▶ **EXERCISE INPUTS**
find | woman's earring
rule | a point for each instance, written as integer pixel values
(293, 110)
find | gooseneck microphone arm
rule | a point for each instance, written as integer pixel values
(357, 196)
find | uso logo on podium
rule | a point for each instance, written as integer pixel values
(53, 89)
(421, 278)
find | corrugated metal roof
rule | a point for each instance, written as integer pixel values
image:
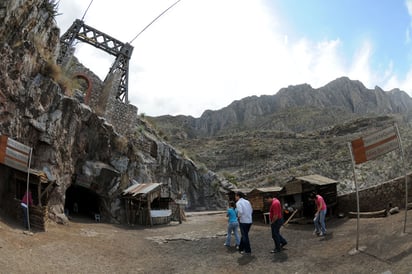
(243, 190)
(141, 188)
(317, 179)
(270, 189)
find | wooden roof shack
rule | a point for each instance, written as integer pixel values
(145, 206)
(298, 190)
(232, 193)
(257, 197)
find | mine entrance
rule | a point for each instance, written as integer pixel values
(82, 203)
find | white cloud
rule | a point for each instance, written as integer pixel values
(204, 54)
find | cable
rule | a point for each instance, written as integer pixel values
(87, 9)
(154, 20)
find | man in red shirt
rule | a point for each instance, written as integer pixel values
(276, 221)
(321, 209)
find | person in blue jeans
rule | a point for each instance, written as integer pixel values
(244, 212)
(233, 225)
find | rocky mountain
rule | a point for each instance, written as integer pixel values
(260, 141)
(103, 146)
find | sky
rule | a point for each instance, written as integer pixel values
(204, 54)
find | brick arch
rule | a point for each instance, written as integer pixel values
(89, 85)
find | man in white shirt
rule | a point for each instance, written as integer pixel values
(245, 210)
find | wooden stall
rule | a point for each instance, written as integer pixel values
(297, 193)
(144, 205)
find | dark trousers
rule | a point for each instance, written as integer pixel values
(25, 216)
(244, 240)
(277, 238)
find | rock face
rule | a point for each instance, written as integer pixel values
(287, 110)
(73, 141)
(263, 141)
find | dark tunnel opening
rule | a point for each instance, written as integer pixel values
(82, 202)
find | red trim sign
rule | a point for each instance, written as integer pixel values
(14, 154)
(374, 145)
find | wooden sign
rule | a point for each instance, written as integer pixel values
(374, 145)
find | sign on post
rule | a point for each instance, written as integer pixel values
(374, 145)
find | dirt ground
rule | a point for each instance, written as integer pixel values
(196, 246)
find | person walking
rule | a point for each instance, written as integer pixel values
(276, 222)
(321, 209)
(233, 225)
(26, 201)
(244, 211)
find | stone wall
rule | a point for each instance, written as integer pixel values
(384, 196)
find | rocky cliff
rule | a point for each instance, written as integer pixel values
(263, 141)
(71, 140)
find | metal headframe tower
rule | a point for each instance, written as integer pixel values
(123, 52)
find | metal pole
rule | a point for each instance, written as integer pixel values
(406, 176)
(27, 189)
(357, 197)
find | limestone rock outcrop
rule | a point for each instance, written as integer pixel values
(70, 140)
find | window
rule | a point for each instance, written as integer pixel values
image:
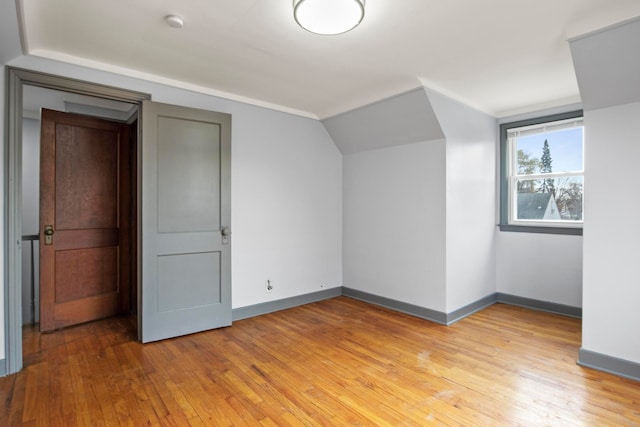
(542, 174)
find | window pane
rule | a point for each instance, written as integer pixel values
(549, 151)
(553, 199)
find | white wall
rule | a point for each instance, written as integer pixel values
(394, 223)
(286, 190)
(470, 201)
(611, 298)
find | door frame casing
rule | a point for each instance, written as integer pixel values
(12, 210)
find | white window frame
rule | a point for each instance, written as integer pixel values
(510, 177)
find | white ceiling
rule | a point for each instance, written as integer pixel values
(500, 56)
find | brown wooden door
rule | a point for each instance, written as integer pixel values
(85, 176)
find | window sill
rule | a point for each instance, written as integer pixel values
(571, 231)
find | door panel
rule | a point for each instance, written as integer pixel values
(84, 196)
(186, 260)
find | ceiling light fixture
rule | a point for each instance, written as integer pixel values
(328, 17)
(174, 21)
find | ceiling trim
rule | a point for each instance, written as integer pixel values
(128, 72)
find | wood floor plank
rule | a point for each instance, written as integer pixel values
(335, 362)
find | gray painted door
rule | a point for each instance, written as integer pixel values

▶ **PROBLEM TO SOLVE**
Only the lines with "window" are needed; find them in the records and copy each one.

▶ **EXERCISE ANSWER**
find | window
find | window pane
find | white window frame
find | window sill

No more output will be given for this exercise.